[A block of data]
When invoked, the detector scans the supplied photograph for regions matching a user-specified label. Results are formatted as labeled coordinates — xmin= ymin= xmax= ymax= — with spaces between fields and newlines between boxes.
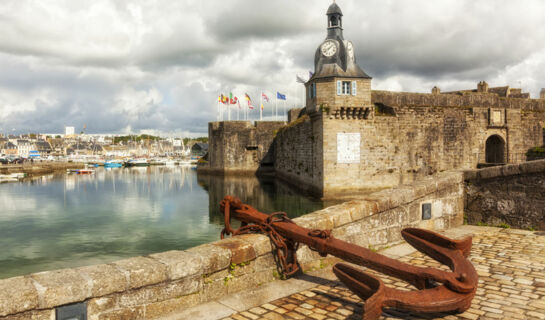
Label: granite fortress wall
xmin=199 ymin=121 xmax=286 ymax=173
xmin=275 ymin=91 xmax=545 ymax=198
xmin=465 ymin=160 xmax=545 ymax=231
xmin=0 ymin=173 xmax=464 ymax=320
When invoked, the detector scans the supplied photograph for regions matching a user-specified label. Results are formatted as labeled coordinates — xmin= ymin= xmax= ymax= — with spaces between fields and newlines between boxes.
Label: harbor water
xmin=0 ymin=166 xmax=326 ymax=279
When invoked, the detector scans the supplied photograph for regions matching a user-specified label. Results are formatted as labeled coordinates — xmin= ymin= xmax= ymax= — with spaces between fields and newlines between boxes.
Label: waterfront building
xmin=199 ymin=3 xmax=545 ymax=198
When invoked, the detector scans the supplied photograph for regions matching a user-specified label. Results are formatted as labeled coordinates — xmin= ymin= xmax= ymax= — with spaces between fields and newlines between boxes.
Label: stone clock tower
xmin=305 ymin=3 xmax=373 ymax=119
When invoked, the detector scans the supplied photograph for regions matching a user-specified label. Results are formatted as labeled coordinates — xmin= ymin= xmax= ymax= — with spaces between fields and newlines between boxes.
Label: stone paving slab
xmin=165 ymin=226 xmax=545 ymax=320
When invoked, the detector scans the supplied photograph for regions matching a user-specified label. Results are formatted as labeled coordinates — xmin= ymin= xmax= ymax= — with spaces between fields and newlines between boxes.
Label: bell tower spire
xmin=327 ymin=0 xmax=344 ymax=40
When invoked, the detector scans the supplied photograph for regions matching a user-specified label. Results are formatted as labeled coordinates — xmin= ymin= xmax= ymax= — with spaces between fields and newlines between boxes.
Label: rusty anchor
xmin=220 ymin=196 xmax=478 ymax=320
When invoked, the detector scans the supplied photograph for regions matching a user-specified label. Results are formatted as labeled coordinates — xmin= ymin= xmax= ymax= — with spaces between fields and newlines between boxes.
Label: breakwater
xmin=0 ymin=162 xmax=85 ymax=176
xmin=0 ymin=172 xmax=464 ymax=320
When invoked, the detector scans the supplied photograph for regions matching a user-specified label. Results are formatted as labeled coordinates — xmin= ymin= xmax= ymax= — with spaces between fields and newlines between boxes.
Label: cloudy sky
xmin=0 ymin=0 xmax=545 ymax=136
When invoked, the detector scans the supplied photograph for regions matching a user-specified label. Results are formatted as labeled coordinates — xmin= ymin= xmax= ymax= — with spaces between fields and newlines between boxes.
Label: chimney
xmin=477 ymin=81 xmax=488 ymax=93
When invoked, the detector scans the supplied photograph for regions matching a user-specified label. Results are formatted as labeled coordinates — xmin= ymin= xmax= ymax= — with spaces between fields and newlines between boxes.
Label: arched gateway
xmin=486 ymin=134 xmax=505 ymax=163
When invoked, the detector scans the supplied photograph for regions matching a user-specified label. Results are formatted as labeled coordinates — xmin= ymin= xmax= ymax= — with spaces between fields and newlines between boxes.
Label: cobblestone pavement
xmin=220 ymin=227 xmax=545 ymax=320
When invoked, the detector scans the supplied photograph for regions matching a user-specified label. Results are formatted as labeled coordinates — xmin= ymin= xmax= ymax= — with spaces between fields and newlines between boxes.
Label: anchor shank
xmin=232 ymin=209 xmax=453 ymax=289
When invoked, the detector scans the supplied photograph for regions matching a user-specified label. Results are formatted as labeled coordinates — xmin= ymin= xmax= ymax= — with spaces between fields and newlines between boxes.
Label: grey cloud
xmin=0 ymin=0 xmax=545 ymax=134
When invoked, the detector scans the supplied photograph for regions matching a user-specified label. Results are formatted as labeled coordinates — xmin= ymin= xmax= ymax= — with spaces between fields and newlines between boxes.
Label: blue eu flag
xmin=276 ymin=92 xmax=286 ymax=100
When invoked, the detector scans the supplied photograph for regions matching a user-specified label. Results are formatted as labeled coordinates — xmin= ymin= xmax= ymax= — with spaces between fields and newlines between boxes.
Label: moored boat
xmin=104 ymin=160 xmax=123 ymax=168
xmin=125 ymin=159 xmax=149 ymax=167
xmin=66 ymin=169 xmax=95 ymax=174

--

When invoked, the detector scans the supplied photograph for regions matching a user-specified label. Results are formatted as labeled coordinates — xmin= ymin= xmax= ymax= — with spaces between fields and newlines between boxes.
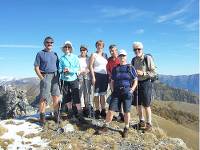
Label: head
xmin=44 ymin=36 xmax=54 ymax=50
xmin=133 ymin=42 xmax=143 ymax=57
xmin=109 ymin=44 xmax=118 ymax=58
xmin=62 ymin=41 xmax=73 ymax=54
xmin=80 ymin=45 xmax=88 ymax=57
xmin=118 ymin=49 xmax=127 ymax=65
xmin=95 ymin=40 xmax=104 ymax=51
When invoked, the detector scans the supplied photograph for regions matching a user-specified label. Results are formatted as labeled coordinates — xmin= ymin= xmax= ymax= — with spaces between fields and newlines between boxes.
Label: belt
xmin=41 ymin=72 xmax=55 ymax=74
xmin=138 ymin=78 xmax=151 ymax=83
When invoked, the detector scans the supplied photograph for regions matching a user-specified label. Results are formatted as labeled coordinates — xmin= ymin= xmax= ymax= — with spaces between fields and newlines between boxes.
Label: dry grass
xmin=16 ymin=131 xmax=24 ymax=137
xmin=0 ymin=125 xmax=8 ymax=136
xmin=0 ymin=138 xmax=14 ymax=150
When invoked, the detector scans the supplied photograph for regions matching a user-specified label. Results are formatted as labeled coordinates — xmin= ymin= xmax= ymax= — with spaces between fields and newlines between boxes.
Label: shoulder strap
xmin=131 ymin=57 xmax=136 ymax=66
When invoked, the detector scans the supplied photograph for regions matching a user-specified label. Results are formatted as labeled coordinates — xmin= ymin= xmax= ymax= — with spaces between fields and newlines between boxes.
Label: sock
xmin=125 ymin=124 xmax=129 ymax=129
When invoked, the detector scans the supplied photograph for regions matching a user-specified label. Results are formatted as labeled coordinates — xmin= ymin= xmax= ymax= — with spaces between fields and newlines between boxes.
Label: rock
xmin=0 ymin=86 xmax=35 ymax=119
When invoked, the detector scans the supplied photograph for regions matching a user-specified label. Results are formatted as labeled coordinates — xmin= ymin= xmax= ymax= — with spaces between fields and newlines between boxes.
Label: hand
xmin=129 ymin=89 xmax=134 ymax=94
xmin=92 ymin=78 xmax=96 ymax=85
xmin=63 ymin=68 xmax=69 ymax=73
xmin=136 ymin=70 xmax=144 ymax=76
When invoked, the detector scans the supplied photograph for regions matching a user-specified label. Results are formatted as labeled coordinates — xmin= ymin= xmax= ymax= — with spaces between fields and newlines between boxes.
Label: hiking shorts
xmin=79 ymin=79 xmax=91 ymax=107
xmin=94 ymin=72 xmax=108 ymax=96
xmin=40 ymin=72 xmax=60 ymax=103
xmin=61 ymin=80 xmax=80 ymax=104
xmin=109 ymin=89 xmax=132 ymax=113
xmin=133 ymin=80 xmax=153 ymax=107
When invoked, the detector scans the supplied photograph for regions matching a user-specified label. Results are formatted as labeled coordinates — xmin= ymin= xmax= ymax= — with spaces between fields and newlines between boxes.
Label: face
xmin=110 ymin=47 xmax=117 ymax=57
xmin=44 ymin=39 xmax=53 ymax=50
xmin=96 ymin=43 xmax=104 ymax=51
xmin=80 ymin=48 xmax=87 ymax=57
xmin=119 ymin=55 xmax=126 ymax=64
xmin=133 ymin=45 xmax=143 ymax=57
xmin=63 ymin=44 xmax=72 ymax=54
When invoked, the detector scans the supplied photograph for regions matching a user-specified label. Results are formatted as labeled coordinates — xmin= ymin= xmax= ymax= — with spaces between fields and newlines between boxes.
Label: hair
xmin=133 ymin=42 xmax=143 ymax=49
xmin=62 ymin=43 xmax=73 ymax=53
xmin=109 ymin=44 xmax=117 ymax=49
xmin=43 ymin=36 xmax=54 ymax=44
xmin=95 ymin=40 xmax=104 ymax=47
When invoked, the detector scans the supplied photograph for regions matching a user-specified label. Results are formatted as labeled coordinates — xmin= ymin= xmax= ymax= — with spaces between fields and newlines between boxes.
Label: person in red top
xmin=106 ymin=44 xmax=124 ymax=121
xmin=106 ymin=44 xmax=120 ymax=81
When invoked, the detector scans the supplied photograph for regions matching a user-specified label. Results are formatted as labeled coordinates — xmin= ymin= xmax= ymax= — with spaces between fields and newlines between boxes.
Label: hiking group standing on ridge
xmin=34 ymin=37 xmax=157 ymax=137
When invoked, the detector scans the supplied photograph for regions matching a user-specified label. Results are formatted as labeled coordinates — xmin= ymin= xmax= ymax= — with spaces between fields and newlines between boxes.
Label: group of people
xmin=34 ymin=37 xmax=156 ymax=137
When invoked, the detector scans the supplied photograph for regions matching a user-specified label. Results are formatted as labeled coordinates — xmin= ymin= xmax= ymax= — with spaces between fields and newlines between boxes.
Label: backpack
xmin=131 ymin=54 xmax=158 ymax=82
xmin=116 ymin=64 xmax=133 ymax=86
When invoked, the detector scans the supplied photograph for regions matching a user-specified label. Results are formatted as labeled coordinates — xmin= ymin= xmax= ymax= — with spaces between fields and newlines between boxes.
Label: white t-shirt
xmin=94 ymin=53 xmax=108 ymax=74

Exercise objective -
Pick out every line in the data above that contains the word "hiking", and copy each one as it appears.

Solved exercise -
Label: hiking shorts
Label: hiking group standing on ridge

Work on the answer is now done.